§ **Directions for this task**
List each line in the rows below that contains the word "mark".

%%

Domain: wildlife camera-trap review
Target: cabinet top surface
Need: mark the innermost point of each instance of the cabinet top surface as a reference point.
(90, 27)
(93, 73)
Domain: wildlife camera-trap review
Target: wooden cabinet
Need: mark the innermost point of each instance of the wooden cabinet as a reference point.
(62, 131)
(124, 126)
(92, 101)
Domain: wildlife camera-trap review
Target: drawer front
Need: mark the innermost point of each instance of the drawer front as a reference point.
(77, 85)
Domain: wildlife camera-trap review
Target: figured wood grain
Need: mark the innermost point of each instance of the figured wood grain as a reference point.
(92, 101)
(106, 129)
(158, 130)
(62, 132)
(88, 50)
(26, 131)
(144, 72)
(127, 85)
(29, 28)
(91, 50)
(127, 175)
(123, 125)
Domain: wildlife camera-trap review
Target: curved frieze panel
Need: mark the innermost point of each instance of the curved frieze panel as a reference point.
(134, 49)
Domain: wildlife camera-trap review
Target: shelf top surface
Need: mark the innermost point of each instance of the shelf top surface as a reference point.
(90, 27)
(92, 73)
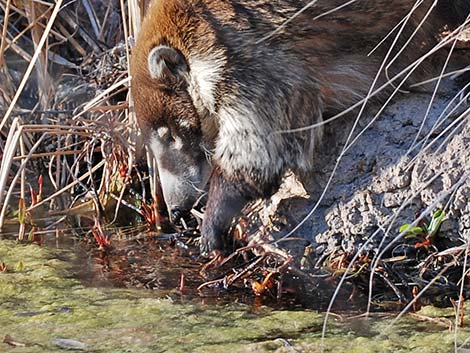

%%

§ **Exercise result**
Need: mark the innermost point of each instance of the cabinet top surface as a reference point.
Need: mark the innermost point of each instance of the wooden cabinet as a reference point.
Need: mark the innermost point of each instance of the drawer front as a reference point.
Need: mark the innermost point of each instance of the figured wood grain as a reference point.
Need: mark the innermost point of each instance of the curved frieze panel as a reference point.
Need: mark the innermost point of each instance of the shelf top surface as a reference point.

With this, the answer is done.